> **WORK ORDER A**
Echo the passage in the article on Einstein brain cancer research starting at "If you’re hoping" and ending at "patients already have.".
> **WORK ORDER B**
Proceed with the article on Einstein brain cancer research, picking up after its final sentence.

> **TEXT PROVIDED**
------------------------------------

If you’re hoping for a cure for brain cancer, the Bronx just might be the place to be. That’s because researchers at Albert Einstein School of Medicine have just begun working on alternative choices for patients instead of chemotherapy which uses a defensive cell that patients already have.
The Einstein Team
The Einstein team, led by Dr. Sal Coniglio, is working to study the process by which our bodies use cells called macrophages. These are cells that stimulate the immune system and that usually protect the body from disease; but, when cancer strikes, they often help the tumor to grow and spread.
As Dr. Coniglio explained, “Macrophages are the first line of defense against any disease in our body.” “The cells” he said, “fight cancer in the beginning stages, but at some point … they become hypnotized. They switch sides and join forces with the cancer.”
There is now a drug in development that works to block a specific gene so that cells can attack breast cancer.

------------------------------------

> **SOURCE MATERIAL**

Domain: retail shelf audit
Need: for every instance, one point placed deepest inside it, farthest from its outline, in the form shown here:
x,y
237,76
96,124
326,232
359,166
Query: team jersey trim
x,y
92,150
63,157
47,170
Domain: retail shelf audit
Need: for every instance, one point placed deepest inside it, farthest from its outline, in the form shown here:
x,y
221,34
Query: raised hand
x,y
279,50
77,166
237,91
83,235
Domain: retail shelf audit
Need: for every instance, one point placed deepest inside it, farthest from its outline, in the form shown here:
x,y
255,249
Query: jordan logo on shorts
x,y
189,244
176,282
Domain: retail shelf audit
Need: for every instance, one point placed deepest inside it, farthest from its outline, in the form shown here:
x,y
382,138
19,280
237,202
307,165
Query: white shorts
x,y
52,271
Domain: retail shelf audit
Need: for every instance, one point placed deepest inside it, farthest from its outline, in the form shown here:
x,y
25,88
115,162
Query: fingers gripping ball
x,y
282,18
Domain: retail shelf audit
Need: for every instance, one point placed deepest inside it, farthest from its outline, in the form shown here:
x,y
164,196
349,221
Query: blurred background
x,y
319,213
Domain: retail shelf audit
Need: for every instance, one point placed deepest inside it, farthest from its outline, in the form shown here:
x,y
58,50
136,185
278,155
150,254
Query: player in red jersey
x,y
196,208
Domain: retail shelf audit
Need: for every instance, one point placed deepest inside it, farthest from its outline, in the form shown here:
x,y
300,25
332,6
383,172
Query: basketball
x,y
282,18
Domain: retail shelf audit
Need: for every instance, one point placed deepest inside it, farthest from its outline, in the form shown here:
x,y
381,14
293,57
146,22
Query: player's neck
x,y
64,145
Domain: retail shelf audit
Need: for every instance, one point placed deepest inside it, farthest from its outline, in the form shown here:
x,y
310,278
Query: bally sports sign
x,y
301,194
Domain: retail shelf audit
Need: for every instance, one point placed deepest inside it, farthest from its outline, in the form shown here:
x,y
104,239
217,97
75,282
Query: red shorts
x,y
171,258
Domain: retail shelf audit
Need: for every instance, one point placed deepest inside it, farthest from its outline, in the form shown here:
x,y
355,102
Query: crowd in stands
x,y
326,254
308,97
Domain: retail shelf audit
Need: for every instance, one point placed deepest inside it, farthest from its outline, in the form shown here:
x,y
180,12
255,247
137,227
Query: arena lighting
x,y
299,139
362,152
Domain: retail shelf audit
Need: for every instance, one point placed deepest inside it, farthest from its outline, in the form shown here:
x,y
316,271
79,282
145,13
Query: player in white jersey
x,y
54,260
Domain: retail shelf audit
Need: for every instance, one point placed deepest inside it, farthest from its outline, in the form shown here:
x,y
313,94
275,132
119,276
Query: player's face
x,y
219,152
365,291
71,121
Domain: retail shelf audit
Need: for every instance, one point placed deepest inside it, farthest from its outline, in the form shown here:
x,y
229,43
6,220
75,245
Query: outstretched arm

------------------------------------

> **TASK RESPONSE A**
If you’re hoping for a cure for brain cancer, the Bronx just might be the place to be. That’s because researchers at Albert Einstein School of Medicine have just begun working on alternative choices for patients instead of chemotherapy which uses a defensive cell that patients already have.

> **TASK RESPONSE B**
The American Cancer Society regional vice president for the Bronx, Carla Sterling, said that the Einstein research is “really exciting.” He also explained that people in the Bronx should be proud of the work that’s happening in their own neighborhood.
Now, with a $102,000 grant from the American Cancer Society that took three years to get, Dr. Coniglio’s team is working for a cure. Dr. Coniglio calls macrophage research “the future of therapy.” He explained that macrophage treatment could prove to be less harmful than chemotherapy and to become a “game changer” for patients.